*Aim*. Return every one of the entries below word for word, leaving out the pictures.

*Data excerpts*.
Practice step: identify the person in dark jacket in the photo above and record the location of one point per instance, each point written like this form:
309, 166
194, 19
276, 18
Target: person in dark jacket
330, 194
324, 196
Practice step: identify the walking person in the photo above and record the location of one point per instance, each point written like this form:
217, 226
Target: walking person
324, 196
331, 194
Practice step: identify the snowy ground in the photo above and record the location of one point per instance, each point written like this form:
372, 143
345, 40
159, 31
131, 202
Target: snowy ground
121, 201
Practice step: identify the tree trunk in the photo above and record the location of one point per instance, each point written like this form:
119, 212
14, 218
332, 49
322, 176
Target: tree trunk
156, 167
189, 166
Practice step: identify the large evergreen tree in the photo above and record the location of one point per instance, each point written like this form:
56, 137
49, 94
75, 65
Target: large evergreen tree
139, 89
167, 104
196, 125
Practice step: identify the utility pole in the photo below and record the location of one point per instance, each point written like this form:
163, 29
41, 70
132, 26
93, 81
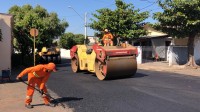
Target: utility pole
85, 21
85, 28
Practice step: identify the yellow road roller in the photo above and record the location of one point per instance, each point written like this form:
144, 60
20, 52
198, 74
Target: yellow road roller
107, 62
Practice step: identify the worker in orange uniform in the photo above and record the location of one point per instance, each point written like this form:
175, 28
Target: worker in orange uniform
37, 75
107, 38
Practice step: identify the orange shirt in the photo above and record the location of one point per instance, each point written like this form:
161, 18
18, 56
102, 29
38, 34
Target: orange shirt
36, 72
107, 36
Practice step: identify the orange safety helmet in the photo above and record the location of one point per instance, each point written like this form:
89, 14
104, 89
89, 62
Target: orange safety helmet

*Response to the exercise*.
Practice step: identify the person in dark jacket in the photo above and record the location of one point per instance, each point written like this form:
309, 166
194, 19
276, 18
Target: person in dark jacket
330, 194
324, 196
Practice step: identify the walking person in the photo above and record the location of one point per instance, each point written like this form:
217, 226
Target: walking person
324, 196
331, 194
Practice step: identify the snowy ground in the photo above and record the location of one point per instance, each point written like this form:
372, 143
345, 40
159, 31
131, 202
Target: snowy ground
121, 201
Practice step: identify the tree trunk in the photo above and record the location of one point per instance, each point written like this form:
119, 212
14, 218
332, 49
322, 176
Target: tree trunk
156, 167
189, 166
Practice step: identify the large evergreen tree in the photo above and record the location of one point per instance, each point written like this form:
56, 137
49, 94
75, 65
Target: large evergreen tree
139, 89
167, 104
196, 125
Practice step: identify the utility pole in the photo below and record the location of one point per instance, each point written like this form:
163, 29
41, 70
132, 26
93, 81
Target: utility pole
85, 21
85, 28
Practice step: identify the yellow road roller in the photo above and record the location of one point per instance, each point written like this form:
144, 60
20, 52
198, 74
Target: yellow road roller
107, 62
Practice step: identify the worker in orange uniform in the photo above and record the location of one point per instance, each point written like this form:
175, 28
Target: worker in orange uniform
37, 75
107, 38
Practice step: identify the orange shirt in the photo above and record the location of one point per instance, each point written like this form:
161, 18
18, 56
102, 29
38, 34
Target: orange shirt
36, 72
107, 36
Practice step: identify the orange safety helmet in the photo above and record the location of one point per instance, each point written like this form:
89, 14
104, 89
89, 62
Target: orange safety helmet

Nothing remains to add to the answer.